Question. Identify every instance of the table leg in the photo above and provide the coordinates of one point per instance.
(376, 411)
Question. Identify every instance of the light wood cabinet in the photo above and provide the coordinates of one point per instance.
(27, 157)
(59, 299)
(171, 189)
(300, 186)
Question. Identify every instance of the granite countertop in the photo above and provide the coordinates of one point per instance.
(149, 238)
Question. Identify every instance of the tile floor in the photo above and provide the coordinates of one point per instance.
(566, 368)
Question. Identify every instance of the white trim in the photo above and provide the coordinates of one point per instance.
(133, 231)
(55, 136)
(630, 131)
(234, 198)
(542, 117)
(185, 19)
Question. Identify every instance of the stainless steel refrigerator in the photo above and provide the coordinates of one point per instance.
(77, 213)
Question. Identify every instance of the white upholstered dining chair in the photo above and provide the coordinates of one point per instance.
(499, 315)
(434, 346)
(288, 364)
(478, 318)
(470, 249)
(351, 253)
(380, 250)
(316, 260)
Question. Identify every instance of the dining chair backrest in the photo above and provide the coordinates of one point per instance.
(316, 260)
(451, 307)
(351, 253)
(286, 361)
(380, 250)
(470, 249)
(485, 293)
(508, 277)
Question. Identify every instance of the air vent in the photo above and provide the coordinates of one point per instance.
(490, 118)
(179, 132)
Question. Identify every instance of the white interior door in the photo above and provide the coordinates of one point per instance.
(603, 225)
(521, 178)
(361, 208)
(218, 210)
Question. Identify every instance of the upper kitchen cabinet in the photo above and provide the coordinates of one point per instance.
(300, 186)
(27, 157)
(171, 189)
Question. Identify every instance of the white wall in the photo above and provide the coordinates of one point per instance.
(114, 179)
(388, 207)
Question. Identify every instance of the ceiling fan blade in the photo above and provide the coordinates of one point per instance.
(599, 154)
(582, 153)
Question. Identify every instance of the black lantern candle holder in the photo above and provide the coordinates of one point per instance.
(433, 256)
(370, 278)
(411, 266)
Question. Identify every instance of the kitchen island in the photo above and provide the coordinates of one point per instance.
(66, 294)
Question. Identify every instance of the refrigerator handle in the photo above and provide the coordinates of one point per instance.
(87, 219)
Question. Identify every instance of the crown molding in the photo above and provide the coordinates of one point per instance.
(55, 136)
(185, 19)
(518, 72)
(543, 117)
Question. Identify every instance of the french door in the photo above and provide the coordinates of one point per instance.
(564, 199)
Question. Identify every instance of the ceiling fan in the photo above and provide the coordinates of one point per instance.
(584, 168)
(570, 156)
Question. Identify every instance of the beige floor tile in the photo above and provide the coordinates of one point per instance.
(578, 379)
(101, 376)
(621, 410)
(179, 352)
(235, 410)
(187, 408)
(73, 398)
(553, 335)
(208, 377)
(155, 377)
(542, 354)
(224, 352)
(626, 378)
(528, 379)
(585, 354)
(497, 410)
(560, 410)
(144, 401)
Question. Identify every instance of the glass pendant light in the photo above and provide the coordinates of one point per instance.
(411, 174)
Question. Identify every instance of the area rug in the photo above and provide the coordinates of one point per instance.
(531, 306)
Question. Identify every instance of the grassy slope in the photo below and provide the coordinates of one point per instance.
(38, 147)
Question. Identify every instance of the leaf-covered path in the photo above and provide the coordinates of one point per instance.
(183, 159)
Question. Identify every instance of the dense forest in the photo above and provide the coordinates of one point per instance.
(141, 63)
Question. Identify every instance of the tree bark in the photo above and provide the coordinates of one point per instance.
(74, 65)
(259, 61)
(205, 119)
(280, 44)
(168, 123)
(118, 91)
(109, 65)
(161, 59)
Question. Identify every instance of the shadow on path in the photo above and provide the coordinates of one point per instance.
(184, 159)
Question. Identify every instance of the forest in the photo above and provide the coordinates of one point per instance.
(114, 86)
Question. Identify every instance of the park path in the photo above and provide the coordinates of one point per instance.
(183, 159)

EXERCISE BRIEF: From the line with "Question. Identify every instance of the leaf-covered" through the end of the records, swap "dense forest" for "thick woodland" and give those lines again with nothing else changed.

REPLY:
Question. Identify every instance of the leaf-covered path in the photo above and provide the coordinates of one point per instance.
(183, 159)
Question. Identify every instance of the thick woodland in the photo above and provide the coordinates of one point per instance.
(141, 63)
Question. Identify every instance of the tree bark in the photo above and provide the coordinates of one point per instance.
(74, 65)
(259, 61)
(205, 119)
(280, 44)
(168, 123)
(118, 91)
(109, 65)
(161, 59)
Question. Identify every instance of the shadow on path in the photo above and provide the coordinates of one point per instance.
(184, 159)
Question. Identify every instance of the forest in the photo above and provide the coordinates of one point per instance.
(114, 86)
Question. Identify every instance of the park path in the photo above and provide the coordinates of one point per instance.
(183, 159)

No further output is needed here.